-- Start Data shown --

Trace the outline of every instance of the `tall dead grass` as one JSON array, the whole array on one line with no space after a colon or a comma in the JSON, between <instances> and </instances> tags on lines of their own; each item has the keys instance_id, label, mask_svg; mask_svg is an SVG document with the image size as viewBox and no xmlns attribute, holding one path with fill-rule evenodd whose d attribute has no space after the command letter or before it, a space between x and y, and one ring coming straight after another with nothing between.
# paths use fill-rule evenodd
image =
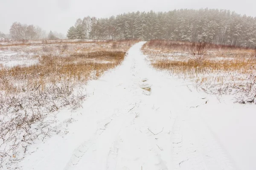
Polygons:
<instances>
[{"instance_id":1,"label":"tall dead grass","mask_svg":"<svg viewBox=\"0 0 256 170\"><path fill-rule=\"evenodd\" d=\"M84 85L120 65L136 42L44 42L5 46L5 50L15 49L16 55L22 54L23 57L24 52L36 54L34 57L39 62L0 69L1 163L17 160L16 156L20 150L26 153L34 140L43 140L49 132L54 133L49 126L53 122L44 121L47 115L54 116L64 108L73 110L81 107L86 96L81 91Z\"/></svg>"},{"instance_id":2,"label":"tall dead grass","mask_svg":"<svg viewBox=\"0 0 256 170\"><path fill-rule=\"evenodd\" d=\"M207 45L198 62L192 43L153 40L143 47L152 66L189 80L198 90L235 95L236 102L256 103L256 59L253 49Z\"/></svg>"}]
</instances>

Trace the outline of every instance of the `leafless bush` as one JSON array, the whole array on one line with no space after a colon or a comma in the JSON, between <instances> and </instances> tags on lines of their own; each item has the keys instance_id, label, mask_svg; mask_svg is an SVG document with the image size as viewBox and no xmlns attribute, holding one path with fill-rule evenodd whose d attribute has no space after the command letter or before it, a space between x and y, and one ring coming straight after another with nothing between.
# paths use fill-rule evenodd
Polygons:
<instances>
[{"instance_id":1,"label":"leafless bush","mask_svg":"<svg viewBox=\"0 0 256 170\"><path fill-rule=\"evenodd\" d=\"M64 52L68 49L68 45L67 43L65 43L62 45L59 45L58 48L60 51Z\"/></svg>"},{"instance_id":2,"label":"leafless bush","mask_svg":"<svg viewBox=\"0 0 256 170\"><path fill-rule=\"evenodd\" d=\"M47 45L43 46L42 50L44 52L49 52L50 51L50 48Z\"/></svg>"},{"instance_id":3,"label":"leafless bush","mask_svg":"<svg viewBox=\"0 0 256 170\"><path fill-rule=\"evenodd\" d=\"M255 46L255 48L254 48L254 57L256 57L256 46Z\"/></svg>"},{"instance_id":4,"label":"leafless bush","mask_svg":"<svg viewBox=\"0 0 256 170\"><path fill-rule=\"evenodd\" d=\"M192 60L198 66L201 65L204 60L204 55L207 52L207 43L205 40L200 41L198 43L192 43L190 46L190 51L192 55Z\"/></svg>"},{"instance_id":5,"label":"leafless bush","mask_svg":"<svg viewBox=\"0 0 256 170\"><path fill-rule=\"evenodd\" d=\"M117 45L116 45L116 42L114 42L112 44L111 48L117 48Z\"/></svg>"}]
</instances>

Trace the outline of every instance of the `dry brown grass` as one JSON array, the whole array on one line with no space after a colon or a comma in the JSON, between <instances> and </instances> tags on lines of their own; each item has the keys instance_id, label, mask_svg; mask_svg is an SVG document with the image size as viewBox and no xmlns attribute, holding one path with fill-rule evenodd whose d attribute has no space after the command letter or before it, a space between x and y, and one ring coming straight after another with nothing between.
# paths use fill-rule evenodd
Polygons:
<instances>
[{"instance_id":1,"label":"dry brown grass","mask_svg":"<svg viewBox=\"0 0 256 170\"><path fill-rule=\"evenodd\" d=\"M189 79L198 90L237 94L236 98L241 102L254 100L256 58L253 49L209 45L198 62L191 53L191 44L154 40L145 43L142 49L154 68Z\"/></svg>"},{"instance_id":2,"label":"dry brown grass","mask_svg":"<svg viewBox=\"0 0 256 170\"><path fill-rule=\"evenodd\" d=\"M120 65L136 42L44 41L0 46L17 52L14 56L4 56L5 60L18 61L29 56L38 60L12 67L0 63L0 164L18 150L26 152L27 145L36 139L43 140L49 135L47 132L54 133L49 126L53 122L44 118L52 114L54 117L64 108L81 107L88 81ZM36 128L31 128L35 123Z\"/></svg>"}]
</instances>

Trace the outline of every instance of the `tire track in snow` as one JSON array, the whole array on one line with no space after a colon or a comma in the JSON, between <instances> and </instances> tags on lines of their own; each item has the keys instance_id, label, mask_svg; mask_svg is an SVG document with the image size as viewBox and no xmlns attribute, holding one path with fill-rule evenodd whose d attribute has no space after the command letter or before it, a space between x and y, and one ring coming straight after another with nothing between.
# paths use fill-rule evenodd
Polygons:
<instances>
[{"instance_id":1,"label":"tire track in snow","mask_svg":"<svg viewBox=\"0 0 256 170\"><path fill-rule=\"evenodd\" d=\"M173 128L172 142L175 170L234 170L197 114L182 113L177 116Z\"/></svg>"}]
</instances>

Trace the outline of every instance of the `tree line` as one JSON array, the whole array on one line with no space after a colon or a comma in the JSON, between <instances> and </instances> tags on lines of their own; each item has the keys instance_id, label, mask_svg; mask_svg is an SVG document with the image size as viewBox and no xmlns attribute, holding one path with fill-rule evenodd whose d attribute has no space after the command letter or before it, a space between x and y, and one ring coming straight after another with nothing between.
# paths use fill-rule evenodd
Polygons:
<instances>
[{"instance_id":1,"label":"tree line","mask_svg":"<svg viewBox=\"0 0 256 170\"><path fill-rule=\"evenodd\" d=\"M124 13L108 18L77 20L70 39L142 40L163 39L209 42L236 47L256 45L256 17L215 9Z\"/></svg>"},{"instance_id":2,"label":"tree line","mask_svg":"<svg viewBox=\"0 0 256 170\"><path fill-rule=\"evenodd\" d=\"M10 35L15 40L57 40L64 39L65 36L57 32L51 31L49 33L39 26L33 25L22 24L20 23L14 23L10 28ZM2 33L2 37L5 35Z\"/></svg>"}]
</instances>

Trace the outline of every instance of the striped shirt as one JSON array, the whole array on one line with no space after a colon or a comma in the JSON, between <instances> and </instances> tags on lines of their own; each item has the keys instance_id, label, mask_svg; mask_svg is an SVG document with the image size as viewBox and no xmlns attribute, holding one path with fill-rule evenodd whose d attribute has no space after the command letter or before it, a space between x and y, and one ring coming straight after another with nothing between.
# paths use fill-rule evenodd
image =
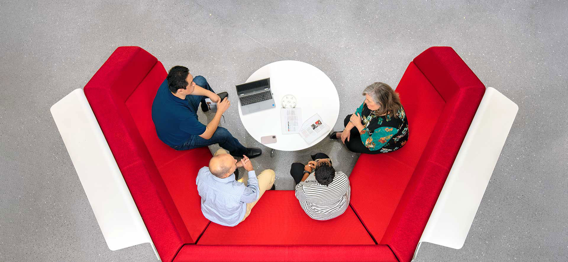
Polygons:
<instances>
[{"instance_id":1,"label":"striped shirt","mask_svg":"<svg viewBox=\"0 0 568 262\"><path fill-rule=\"evenodd\" d=\"M349 180L343 172L335 172L333 181L328 186L316 181L312 172L296 185L296 198L310 217L316 220L327 220L339 217L349 205L351 187Z\"/></svg>"}]
</instances>

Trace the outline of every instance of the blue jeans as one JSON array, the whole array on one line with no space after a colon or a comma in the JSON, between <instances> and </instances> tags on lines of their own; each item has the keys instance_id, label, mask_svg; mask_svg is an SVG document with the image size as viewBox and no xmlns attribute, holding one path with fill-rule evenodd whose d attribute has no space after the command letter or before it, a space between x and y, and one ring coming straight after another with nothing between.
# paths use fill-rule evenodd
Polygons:
<instances>
[{"instance_id":1,"label":"blue jeans","mask_svg":"<svg viewBox=\"0 0 568 262\"><path fill-rule=\"evenodd\" d=\"M197 76L193 78L193 81L195 82L196 85L215 93L205 77ZM204 103L205 98L207 98L204 95L189 95L185 97L185 99L187 101L190 109L197 113L199 103ZM247 148L241 144L239 142L239 140L231 134L229 130L221 127L217 127L215 132L213 133L213 136L209 139L205 139L198 135L193 135L190 136L189 139L183 144L173 146L172 148L176 150L187 150L197 147L206 147L214 144L219 144L220 147L233 155L241 156L247 152Z\"/></svg>"}]
</instances>

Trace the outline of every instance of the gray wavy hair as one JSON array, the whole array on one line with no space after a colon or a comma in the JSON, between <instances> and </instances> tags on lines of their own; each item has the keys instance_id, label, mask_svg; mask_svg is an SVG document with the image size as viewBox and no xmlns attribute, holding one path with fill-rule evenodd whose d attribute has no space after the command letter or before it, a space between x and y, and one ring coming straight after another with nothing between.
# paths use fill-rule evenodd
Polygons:
<instances>
[{"instance_id":1,"label":"gray wavy hair","mask_svg":"<svg viewBox=\"0 0 568 262\"><path fill-rule=\"evenodd\" d=\"M399 111L402 108L400 98L390 85L381 82L375 82L363 90L363 95L368 94L379 109L373 113L375 115L389 115L399 118Z\"/></svg>"}]
</instances>

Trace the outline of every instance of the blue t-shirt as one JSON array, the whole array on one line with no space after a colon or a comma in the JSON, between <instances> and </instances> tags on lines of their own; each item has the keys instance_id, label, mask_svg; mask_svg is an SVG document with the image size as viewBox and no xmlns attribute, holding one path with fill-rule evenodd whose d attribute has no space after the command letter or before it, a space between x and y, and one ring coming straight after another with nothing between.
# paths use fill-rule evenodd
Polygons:
<instances>
[{"instance_id":1,"label":"blue t-shirt","mask_svg":"<svg viewBox=\"0 0 568 262\"><path fill-rule=\"evenodd\" d=\"M152 104L152 120L160 140L170 146L179 145L191 136L203 134L206 126L197 120L187 101L174 95L168 85L166 79L158 89Z\"/></svg>"}]
</instances>

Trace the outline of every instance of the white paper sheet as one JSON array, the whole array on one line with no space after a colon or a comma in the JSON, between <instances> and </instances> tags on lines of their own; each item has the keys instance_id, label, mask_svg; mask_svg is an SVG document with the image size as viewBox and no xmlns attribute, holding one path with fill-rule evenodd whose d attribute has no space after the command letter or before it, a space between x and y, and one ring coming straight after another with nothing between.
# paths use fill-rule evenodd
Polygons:
<instances>
[{"instance_id":1,"label":"white paper sheet","mask_svg":"<svg viewBox=\"0 0 568 262\"><path fill-rule=\"evenodd\" d=\"M319 115L316 114L304 122L300 129L300 136L310 144L329 131L329 127L323 122Z\"/></svg>"},{"instance_id":2,"label":"white paper sheet","mask_svg":"<svg viewBox=\"0 0 568 262\"><path fill-rule=\"evenodd\" d=\"M283 108L280 110L282 134L298 134L302 124L302 109Z\"/></svg>"}]
</instances>

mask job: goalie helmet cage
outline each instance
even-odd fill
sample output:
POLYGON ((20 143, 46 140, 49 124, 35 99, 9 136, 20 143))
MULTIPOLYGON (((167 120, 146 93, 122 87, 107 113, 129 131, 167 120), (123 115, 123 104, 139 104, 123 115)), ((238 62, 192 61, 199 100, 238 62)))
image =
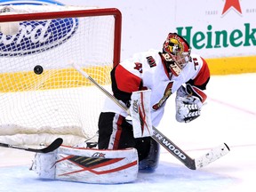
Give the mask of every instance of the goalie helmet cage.
POLYGON ((93 137, 104 95, 72 64, 110 89, 120 60, 119 10, 28 4, 0 12, 0 142, 61 137, 75 145, 93 137))

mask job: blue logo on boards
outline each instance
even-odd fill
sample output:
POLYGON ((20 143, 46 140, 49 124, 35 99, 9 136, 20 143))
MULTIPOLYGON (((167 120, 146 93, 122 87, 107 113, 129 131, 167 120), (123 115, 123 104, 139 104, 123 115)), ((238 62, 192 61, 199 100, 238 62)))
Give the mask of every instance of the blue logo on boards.
MULTIPOLYGON (((52 3, 53 1, 6 2, 20 2, 20 4, 22 2, 22 4, 28 4, 27 2, 52 3)), ((2 4, 2 2, 0 4, 2 4)), ((20 22, 19 33, 4 35, 0 32, 0 56, 26 55, 52 49, 69 39, 77 28, 77 18, 20 22)))

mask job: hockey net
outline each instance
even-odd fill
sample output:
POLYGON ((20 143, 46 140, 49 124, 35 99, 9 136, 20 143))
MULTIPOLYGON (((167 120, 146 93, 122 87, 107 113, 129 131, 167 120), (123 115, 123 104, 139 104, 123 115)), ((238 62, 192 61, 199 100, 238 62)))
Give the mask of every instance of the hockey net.
POLYGON ((0 12, 0 142, 61 137, 74 145, 93 137, 104 95, 72 64, 109 89, 120 60, 120 12, 60 5, 0 12))

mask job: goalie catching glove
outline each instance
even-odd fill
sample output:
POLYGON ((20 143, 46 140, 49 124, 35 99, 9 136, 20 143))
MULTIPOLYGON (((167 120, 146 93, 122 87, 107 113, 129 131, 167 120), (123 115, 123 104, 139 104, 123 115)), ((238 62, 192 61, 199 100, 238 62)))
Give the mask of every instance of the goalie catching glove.
POLYGON ((188 123, 201 115, 203 103, 207 96, 199 88, 191 84, 180 86, 176 94, 176 120, 188 123))

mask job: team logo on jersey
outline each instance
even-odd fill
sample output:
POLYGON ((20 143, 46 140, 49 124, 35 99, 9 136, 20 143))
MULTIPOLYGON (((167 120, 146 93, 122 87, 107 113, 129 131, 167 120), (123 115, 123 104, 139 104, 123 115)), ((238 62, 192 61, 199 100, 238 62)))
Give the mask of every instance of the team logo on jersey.
POLYGON ((147 61, 148 61, 148 65, 150 66, 150 68, 156 66, 156 60, 152 56, 148 56, 146 59, 147 59, 147 61))
POLYGON ((163 106, 163 104, 167 100, 167 99, 170 97, 170 95, 172 94, 172 84, 173 82, 171 82, 167 84, 163 98, 158 101, 158 103, 153 106, 153 108, 155 110, 160 108, 163 106))
POLYGON ((140 73, 142 73, 142 63, 135 62, 134 69, 138 70, 140 73))
MULTIPOLYGON (((12 1, 6 1, 4 4, 11 2, 12 1)), ((36 2, 40 4, 44 1, 34 1, 35 4, 36 2)), ((50 4, 50 1, 46 2, 50 4)), ((20 4, 28 4, 26 1, 20 3, 20 4)), ((14 7, 15 11, 15 5, 12 7, 14 7)), ((77 28, 77 18, 20 21, 17 34, 4 35, 0 32, 0 56, 27 55, 52 49, 69 39, 77 28)))

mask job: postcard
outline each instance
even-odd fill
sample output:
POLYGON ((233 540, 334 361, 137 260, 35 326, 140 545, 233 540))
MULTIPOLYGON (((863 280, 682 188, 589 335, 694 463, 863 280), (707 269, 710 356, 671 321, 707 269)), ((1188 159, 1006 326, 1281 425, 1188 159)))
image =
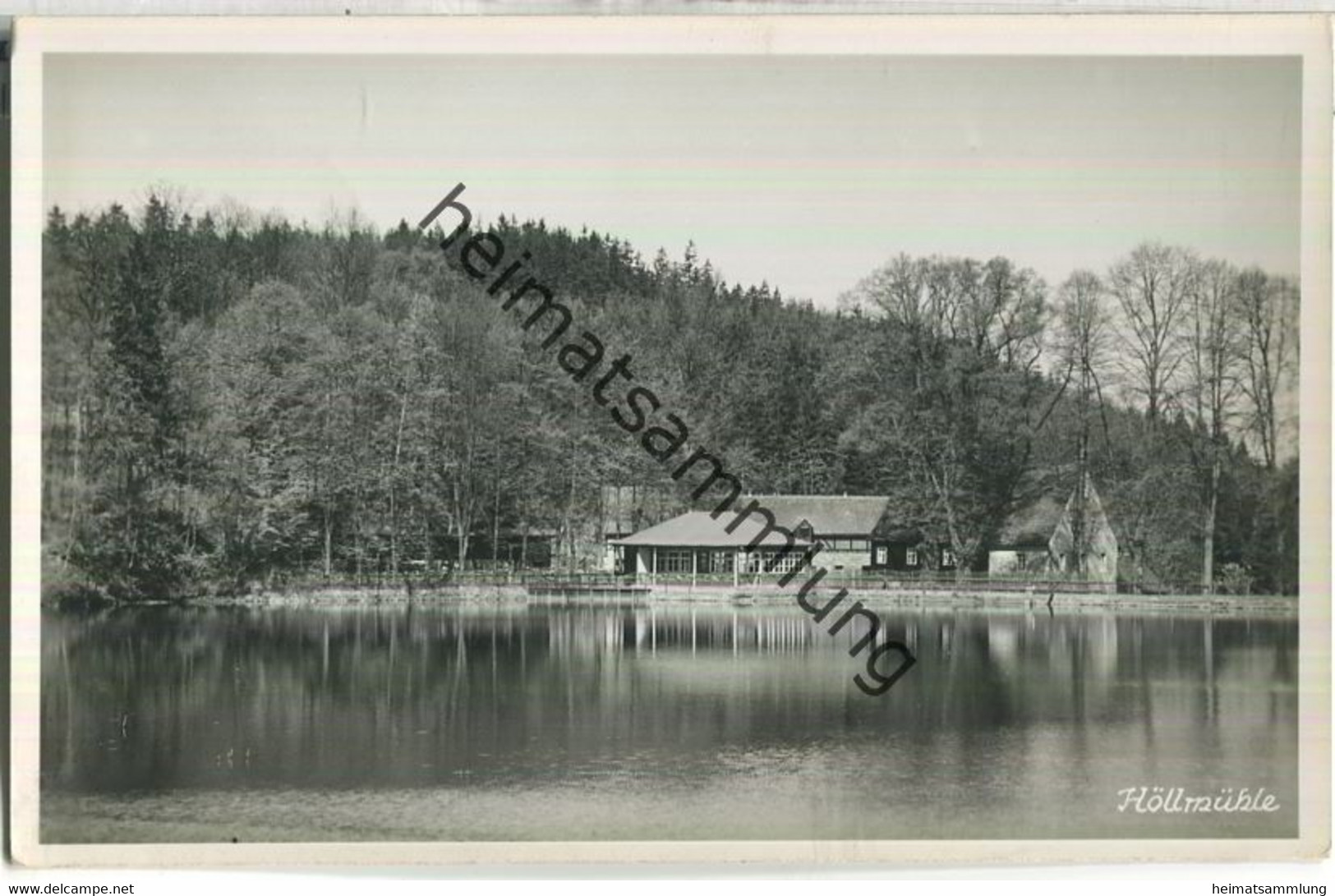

-- End Data shown --

Task objective: Pull out each line of the items above that contains the string "catching".

Problem solution:
mask job: goalie catching glove
Give the mask of every instance of the goalie catching glove.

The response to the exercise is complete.